(Task instructions)
Which lines in the rows below contain the word "would"? Pull out each such line in full.

--- start of Information supplied ---

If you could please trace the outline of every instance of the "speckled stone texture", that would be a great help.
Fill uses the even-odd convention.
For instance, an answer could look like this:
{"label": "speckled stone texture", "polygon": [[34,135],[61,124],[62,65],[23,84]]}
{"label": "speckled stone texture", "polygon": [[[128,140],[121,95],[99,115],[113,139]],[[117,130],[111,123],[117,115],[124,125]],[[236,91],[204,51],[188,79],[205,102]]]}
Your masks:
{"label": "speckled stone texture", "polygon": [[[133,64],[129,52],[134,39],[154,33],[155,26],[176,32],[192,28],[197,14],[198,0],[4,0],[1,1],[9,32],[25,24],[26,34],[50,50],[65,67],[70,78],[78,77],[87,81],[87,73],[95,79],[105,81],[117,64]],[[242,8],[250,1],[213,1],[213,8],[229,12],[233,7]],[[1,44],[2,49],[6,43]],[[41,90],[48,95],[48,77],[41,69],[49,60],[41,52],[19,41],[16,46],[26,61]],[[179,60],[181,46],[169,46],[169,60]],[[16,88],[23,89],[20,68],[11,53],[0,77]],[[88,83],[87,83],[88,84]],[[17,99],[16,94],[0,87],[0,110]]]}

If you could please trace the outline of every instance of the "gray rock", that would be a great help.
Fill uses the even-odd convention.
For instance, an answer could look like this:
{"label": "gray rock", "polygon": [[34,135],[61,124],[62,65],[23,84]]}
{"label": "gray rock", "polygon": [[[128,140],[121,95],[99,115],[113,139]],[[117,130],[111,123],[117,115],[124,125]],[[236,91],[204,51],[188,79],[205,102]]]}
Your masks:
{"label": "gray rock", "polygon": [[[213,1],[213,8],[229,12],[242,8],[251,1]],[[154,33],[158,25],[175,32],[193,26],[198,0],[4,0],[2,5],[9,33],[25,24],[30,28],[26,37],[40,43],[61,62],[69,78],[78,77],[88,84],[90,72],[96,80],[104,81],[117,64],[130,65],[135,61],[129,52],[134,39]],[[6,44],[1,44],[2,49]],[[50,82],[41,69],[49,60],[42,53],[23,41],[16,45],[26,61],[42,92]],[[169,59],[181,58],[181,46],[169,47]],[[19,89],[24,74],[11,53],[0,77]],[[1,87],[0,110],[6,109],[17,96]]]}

--- end of Information supplied ---
--- start of Information supplied ---

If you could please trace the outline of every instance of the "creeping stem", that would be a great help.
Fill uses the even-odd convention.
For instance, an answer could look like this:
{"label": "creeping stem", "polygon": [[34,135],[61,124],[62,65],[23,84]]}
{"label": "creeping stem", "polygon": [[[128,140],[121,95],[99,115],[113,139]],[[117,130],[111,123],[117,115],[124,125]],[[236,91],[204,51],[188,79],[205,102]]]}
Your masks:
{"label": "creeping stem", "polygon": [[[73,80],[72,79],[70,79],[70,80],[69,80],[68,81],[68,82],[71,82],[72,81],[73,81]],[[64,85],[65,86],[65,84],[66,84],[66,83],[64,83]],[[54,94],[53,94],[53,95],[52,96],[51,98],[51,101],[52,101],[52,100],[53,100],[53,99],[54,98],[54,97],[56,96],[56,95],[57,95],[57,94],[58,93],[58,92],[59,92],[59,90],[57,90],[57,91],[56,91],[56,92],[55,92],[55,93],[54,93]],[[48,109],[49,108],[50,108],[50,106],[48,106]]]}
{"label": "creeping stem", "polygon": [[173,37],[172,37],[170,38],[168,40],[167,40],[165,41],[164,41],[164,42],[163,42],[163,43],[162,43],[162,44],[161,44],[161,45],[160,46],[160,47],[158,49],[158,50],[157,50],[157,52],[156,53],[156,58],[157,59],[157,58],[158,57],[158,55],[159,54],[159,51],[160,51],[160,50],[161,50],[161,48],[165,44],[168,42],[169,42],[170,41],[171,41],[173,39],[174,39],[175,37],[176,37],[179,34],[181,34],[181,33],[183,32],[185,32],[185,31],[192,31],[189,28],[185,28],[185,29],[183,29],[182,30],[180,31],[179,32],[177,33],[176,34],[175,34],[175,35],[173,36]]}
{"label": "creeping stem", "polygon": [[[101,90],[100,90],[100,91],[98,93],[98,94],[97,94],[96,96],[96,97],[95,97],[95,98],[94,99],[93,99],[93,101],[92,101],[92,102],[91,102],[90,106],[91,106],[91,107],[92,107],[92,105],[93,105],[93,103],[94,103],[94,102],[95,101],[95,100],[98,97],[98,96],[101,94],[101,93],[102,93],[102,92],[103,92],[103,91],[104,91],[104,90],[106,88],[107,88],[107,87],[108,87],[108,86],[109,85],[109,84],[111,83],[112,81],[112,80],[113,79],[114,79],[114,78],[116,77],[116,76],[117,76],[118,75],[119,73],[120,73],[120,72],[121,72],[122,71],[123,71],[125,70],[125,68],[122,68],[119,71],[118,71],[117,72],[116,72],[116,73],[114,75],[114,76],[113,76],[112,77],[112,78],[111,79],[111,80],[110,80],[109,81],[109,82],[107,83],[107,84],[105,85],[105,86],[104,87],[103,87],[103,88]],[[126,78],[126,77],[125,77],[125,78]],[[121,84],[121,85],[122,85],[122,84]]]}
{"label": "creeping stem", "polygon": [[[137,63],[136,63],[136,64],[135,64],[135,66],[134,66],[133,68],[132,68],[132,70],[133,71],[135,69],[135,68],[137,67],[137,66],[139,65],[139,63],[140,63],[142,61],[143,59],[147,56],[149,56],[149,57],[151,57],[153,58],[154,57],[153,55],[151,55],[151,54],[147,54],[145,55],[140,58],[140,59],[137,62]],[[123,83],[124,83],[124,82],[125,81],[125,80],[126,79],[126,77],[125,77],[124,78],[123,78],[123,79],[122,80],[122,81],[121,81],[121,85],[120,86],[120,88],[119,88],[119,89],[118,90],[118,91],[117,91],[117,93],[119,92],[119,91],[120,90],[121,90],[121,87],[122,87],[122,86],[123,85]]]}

--- end of Information supplied ---

(Answer below)
If you could please trace the outline of every instance of the "speckled stone texture", that would be a great help.
If you could please trace the outline of every instance of the "gray rock", that would be a great help.
If you could please trace the outline of every instance of the "creeping stem", that would be a great help.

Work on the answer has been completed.